## Aim of the exercise
Only the lines that include "positive" should be copied from the data below.

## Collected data

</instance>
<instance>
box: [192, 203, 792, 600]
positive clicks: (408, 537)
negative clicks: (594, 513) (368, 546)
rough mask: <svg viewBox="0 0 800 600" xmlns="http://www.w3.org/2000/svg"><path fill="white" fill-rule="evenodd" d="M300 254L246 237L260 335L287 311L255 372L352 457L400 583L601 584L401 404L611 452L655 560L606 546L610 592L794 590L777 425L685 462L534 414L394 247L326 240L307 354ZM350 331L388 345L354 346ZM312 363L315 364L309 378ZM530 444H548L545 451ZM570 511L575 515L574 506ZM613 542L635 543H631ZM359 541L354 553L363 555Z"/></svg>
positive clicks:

## Your solution
positive clicks: (408, 537)
positive clicks:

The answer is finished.